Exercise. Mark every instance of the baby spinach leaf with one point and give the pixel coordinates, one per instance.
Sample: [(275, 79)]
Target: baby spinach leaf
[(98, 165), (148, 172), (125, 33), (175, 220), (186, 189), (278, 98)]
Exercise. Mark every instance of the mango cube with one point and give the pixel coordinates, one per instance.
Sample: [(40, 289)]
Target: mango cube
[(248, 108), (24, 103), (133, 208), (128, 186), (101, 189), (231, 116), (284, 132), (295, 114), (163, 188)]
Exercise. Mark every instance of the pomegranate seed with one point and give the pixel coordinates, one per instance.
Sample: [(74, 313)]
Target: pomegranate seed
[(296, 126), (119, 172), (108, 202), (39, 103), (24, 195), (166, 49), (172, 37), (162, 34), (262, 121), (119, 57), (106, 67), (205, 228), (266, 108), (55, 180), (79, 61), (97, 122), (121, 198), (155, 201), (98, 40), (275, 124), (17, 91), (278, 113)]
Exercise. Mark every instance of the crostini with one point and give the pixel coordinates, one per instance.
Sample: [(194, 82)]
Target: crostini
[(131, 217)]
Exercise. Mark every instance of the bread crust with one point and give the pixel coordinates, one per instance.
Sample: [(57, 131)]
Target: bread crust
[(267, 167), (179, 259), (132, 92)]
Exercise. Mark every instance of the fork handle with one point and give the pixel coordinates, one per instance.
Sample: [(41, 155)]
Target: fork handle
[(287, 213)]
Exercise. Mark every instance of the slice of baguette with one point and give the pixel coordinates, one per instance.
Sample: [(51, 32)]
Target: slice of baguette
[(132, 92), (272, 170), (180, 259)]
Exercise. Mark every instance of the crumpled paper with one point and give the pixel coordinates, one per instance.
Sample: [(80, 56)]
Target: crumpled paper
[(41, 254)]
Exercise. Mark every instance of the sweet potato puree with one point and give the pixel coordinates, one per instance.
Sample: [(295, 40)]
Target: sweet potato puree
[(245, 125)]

::::::

■ **WHAT YOU ARE ASKED TO DO**:
Copy the records above word for word, beginning at the line that contains "Exercise. Mark every instance of the bread" and stopping after the line that contains "[(287, 213)]".

■ **SOLUTION FOR THIS PROBLEM**:
Exercise. Mark every instance of the bread crust with one point and give the pixel coordinates, one per instance.
Sample: [(57, 131)]
Target: bread crust
[(267, 167), (179, 259), (132, 92)]
Exercise. Mark every instance of the fork handle with one point and give the pixel coordinates, one per instance.
Sample: [(41, 155)]
Target: fork handle
[(287, 213)]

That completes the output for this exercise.